» Reading passage:

BEGIN

Resilience of the UK’s National Infrastructure

DOI: https://www.doi.org/10.53289/YCZP9060

Tackling vulnerabilities in UK infrastructure

Recent events have shown the damage that can be done when there is a lack of resilience in national infrastructure. From a fire at a substation closing Heathrow, to flooding affecting the electricity grid and IT and telecoms issues (accidental or cybercrime) leading to shutdowns. This is a global issue. On Wednesday 28th January 2026 the Foundation held a discussion event to explore key threats to our national infrastructure and how technology can help us understand and protect against those threats.

The speakers were:

  • Natalie Black, Group Director at Ofcom
  • Professor Peter Bonfield, Vice-Chancellor at the University of Westminster, and Chair of the FloodReady review
  • Blythe Crawford CBE, Director Grail at Tiberius Aerospace, and adviser to the Alan Turing Institute
  • Joanna Cavan, Managing Director at the UK Telecoms Lab and National Physical Laboratory
  • Dr Deborah Petterson, Director of Resilience & Emergency Management at the National Energy System Operator (NESO).

END

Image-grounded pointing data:
BEGIN

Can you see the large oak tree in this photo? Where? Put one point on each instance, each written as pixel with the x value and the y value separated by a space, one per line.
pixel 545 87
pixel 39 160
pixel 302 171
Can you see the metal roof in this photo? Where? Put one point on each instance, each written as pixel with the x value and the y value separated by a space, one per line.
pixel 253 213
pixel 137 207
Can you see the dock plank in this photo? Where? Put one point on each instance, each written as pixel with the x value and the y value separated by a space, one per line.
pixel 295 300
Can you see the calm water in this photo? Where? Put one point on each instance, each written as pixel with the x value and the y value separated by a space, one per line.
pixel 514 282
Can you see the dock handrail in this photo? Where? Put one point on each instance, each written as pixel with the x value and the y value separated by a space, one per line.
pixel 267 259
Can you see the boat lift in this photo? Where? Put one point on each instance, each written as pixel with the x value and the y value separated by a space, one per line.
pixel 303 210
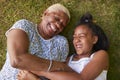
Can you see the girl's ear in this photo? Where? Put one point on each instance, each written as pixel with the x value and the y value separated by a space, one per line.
pixel 95 39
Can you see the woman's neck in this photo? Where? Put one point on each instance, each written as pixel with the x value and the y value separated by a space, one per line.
pixel 41 32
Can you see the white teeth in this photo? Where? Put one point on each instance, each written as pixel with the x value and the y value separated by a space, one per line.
pixel 78 46
pixel 53 28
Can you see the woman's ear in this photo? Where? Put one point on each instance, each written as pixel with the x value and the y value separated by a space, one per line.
pixel 95 39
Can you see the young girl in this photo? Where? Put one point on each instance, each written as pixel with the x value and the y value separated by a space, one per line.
pixel 90 62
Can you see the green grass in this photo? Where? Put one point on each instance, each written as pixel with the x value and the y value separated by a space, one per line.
pixel 105 12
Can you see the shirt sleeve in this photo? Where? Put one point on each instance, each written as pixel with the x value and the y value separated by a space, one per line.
pixel 22 24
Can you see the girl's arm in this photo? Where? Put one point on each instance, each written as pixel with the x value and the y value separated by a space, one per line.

END

» Required tasks:
1. In the UK infrastructure resilience text, reproduce the passage between "Recent events have" and "against those threats.", inclusive, and change "global" to "worldwide".
2. Using the UK infrastructure resilience text, answer these questions:
(a) On what date did the Foundation hold its discussion event?
(b) Where is Natalie Black Group Director?
(c) Which review does Professor Peter Bonfield chair?
3. Shorten the paragraph of the UK infrastructure resilience text that begins "Recent events have shown" while keeping its main facts.

» Solution list:
1.
Recent events have shown the damage that can be done when there is a lack of resilience in national infrastructure. From a fire at a substation closing Heathrow, to flooding affecting the electricity grid and IT and telecoms issues (accidental or cybercrime) leading to shutdowns. This is a worldwide issue. On Wednesday 28th January 2026 the Foundation held a discussion event to explore key threats to our national infrastructure and how technology can help us understand and protect against those threats.

2.
(a) Wednesday 28th January 2026
(b) Ofcom
(c) The FloodReady review

3. Recent events such as a substation fire that closed Heathrow, flooding that affected the electricity grid, and IT and telecoms issues (accidental or cybercrime) that caused shutdowns show the damage a lack of resilience in national infrastructure can do, a global issue. On Wednesday 28th January 2026 the Foundation held a discussion event on key threats to national infrastructure and how technology can help understand and protect against them.